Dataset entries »
============
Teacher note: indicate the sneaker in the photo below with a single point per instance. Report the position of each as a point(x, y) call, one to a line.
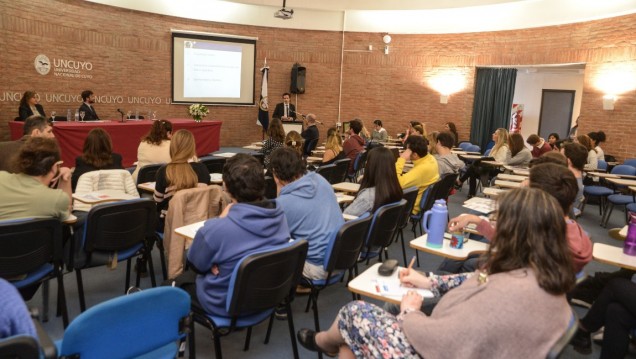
point(280, 313)
point(582, 342)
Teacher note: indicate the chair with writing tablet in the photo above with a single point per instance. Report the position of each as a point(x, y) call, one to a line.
point(114, 232)
point(342, 255)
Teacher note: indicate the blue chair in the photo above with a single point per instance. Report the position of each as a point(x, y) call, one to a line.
point(146, 324)
point(32, 249)
point(619, 199)
point(114, 232)
point(342, 255)
point(603, 192)
point(382, 230)
point(260, 282)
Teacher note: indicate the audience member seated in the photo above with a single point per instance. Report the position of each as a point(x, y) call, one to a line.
point(592, 157)
point(527, 271)
point(310, 207)
point(597, 138)
point(450, 126)
point(333, 147)
point(181, 172)
point(34, 126)
point(295, 141)
point(249, 223)
point(97, 154)
point(500, 153)
point(28, 192)
point(310, 133)
point(354, 144)
point(425, 171)
point(379, 185)
point(16, 319)
point(275, 139)
point(447, 162)
point(29, 106)
point(556, 180)
point(520, 156)
point(553, 141)
point(539, 145)
point(379, 133)
point(154, 147)
point(615, 309)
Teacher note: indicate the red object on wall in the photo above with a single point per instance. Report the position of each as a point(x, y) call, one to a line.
point(125, 136)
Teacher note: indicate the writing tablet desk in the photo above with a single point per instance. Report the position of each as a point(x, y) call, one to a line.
point(470, 247)
point(605, 253)
point(370, 284)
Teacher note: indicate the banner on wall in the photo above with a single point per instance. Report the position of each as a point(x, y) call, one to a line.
point(516, 117)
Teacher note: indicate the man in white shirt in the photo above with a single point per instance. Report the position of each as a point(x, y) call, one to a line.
point(285, 110)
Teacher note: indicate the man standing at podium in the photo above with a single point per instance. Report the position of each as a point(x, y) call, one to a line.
point(285, 110)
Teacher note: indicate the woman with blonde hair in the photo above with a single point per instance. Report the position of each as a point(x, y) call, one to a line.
point(182, 172)
point(275, 139)
point(97, 154)
point(333, 147)
point(295, 141)
point(154, 147)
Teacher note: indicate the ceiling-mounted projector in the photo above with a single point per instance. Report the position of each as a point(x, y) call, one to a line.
point(284, 14)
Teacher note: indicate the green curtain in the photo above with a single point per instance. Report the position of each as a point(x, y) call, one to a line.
point(494, 89)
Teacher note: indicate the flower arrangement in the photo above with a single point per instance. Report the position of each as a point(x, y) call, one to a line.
point(198, 111)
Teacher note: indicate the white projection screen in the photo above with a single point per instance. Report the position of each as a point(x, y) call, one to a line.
point(212, 69)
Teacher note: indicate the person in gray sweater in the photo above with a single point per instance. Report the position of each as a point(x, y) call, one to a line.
point(527, 270)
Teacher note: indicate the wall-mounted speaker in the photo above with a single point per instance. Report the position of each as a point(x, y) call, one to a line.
point(298, 79)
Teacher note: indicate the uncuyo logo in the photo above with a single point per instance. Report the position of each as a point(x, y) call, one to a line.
point(42, 64)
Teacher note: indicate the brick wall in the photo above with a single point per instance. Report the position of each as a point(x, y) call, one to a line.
point(130, 53)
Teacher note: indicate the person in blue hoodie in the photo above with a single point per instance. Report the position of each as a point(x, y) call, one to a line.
point(310, 207)
point(248, 224)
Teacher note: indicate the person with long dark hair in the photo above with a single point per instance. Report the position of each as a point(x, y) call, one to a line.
point(154, 147)
point(379, 185)
point(97, 154)
point(527, 270)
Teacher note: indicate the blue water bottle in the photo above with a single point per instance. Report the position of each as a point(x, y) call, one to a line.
point(434, 224)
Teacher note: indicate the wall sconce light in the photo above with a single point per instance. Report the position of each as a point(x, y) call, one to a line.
point(387, 40)
point(608, 102)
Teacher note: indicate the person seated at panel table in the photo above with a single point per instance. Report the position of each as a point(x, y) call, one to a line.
point(34, 126)
point(592, 157)
point(379, 184)
point(354, 144)
point(527, 270)
point(311, 209)
point(539, 145)
point(275, 139)
point(250, 223)
point(295, 141)
point(447, 162)
point(333, 147)
point(559, 182)
point(425, 171)
point(182, 172)
point(154, 147)
point(28, 192)
point(87, 106)
point(29, 106)
point(97, 154)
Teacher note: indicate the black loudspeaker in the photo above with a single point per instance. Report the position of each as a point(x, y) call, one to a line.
point(298, 79)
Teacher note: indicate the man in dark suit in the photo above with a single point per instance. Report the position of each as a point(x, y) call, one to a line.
point(89, 111)
point(285, 110)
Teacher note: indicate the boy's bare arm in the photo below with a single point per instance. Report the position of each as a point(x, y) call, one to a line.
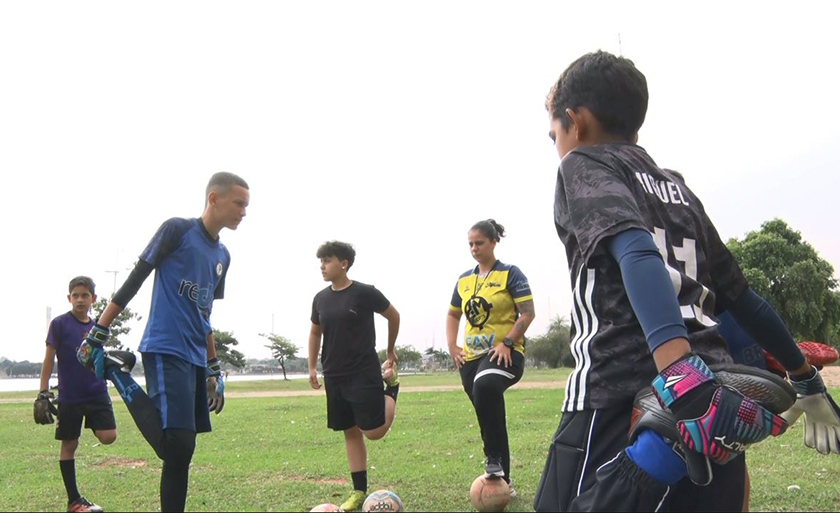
============
WHAT YOU NEED TO DO » Please print each entry exactly as it stands, without the pictures.

EXERCISE ANSWER »
Teacher note: indicate the sneaker in the photo below with a single point per instance. Report the position of each as a point(x, y) call, one to a line.
point(280, 313)
point(582, 342)
Teacher note: indicate the chair with writing tablet in the photo above with a single point per instance. Report the position of each as a point(x, y) call, one to a line.
point(114, 232)
point(342, 255)
Teacher note: indicate the blue chair in the photo above with a single point per instance. Report the position of each as a point(x, y) call, one to a line.
point(146, 324)
point(32, 249)
point(619, 199)
point(114, 232)
point(342, 255)
point(603, 192)
point(382, 230)
point(260, 282)
Teacher note: indicate the audience member seated in the photo above with a single point per instance. Report the position of each as a point(x, y) call, one to a line.
point(592, 157)
point(527, 271)
point(310, 207)
point(597, 138)
point(450, 126)
point(333, 147)
point(181, 172)
point(34, 126)
point(295, 141)
point(249, 223)
point(97, 154)
point(500, 153)
point(28, 192)
point(310, 133)
point(354, 144)
point(425, 171)
point(379, 185)
point(16, 319)
point(275, 139)
point(447, 162)
point(29, 106)
point(556, 180)
point(520, 156)
point(553, 141)
point(539, 145)
point(379, 133)
point(154, 147)
point(615, 309)
Teacher note: indicate the red object on wall in the photo above with a single point per instance. Report the position of each as a point(x, y) call, one to a line.
point(125, 136)
Teacher note: indicate the writing tablet desk in the photo above with a single point per instance. Report the position of each as a point(x, y) call, one to a line.
point(470, 247)
point(605, 253)
point(370, 284)
Teacher note: indicate the banner on wall in the photo above with a single point per instance. Report the position of each as a point(x, y) call, one to a line.
point(516, 117)
Teacher note: indicate the man in white shirt in the photo above with a single point per instance. Report the position of each as a point(x, y) call, one to a line.
point(285, 110)
Teacher note: indicate the man standing at podium in the photo above with a single point per instance. Report the position of each as a point(x, y) call, one to a line.
point(285, 110)
Teacher note: indicate the woman with blonde hair in the photo above with a single point per instance. Report the position of each as a point(x, y) call, one to a line.
point(182, 172)
point(275, 139)
point(97, 154)
point(333, 147)
point(295, 141)
point(154, 147)
Teacher note: indicate the ceiling-mounted projector in the photo above with a single point per instance. Report the position of each as a point(x, y) call, one to a line.
point(284, 14)
Teacher note: indicate the green curtain in the photo above with a single point per instance. Report the position of each as a point(x, y) call, one to a line.
point(494, 89)
Teacher note: indicate the flower arrangement in the photo above with a single point per instance. Report the position of each as a point(x, y) call, one to a line.
point(198, 111)
Teacher note: indicate the white projection screen in the photo above with a single point per instance. Report the position of each as a point(x, y) call, one to a line.
point(212, 69)
Teacher note: indicate the person in gray sweater in the photo above with a single point per instance. Report the position of each as a point(x, y) call, one to a line.
point(527, 270)
Teacher note: indicate the wall-mounted speaker in the photo above with a single point per instance. Report the position of each as a point(x, y) call, one to a line.
point(298, 79)
Teacher note: indicate the uncuyo logo in the photo above with a single point per instance. Report the position of each as a point(x, y) call, one to a line.
point(42, 64)
Teacher note: indicate the brick wall in the photo above with a single point per instance. Report the position of each as a point(x, y) call, one to a line.
point(130, 53)
Teacher note: indicate the person in blue hoodie in the photo above with a single point per instance. Report the position of each as a point(x, y) call, one to a line.
point(310, 207)
point(248, 224)
Teacher note: indicate the person with long dark hair in the photo above with a single point per instance. Report the position of each as a point(x, y) call, one to a line.
point(154, 147)
point(379, 185)
point(97, 154)
point(527, 270)
Teacher note: indicate the blue water bottle in the photo above with a single point per instance. Report the position of each as a point(x, y) call, one to a line.
point(434, 224)
Teacher note: indicate the wall sconce light in the photo above with a single point per instance. Report the position of each as a point(x, y) call, one to a line.
point(387, 40)
point(608, 102)
Teacher note: indicate the person seated at panel table in the photo above with a single point per instance. Report the position of each as a point(x, y) call, one to a line.
point(34, 126)
point(592, 157)
point(379, 184)
point(354, 144)
point(527, 270)
point(311, 209)
point(539, 145)
point(275, 139)
point(250, 223)
point(295, 141)
point(447, 162)
point(333, 147)
point(559, 182)
point(425, 171)
point(182, 172)
point(154, 147)
point(28, 192)
point(87, 106)
point(29, 106)
point(97, 154)
Teacher note: indicate the black loudspeaker in the photo above with a single point per instance. Report the position of each as a point(x, y) call, one to a line.
point(298, 79)
Teacher note: indicate the man in dark suit in the photo above with a single point per instance. Report the position of each as a point(x, y) call, one to a line.
point(89, 111)
point(285, 110)
Teacher note: indicate the boy's bare arm in the photo below with a single point per instance. Report the position of each as a point(x, y) call, one to a line.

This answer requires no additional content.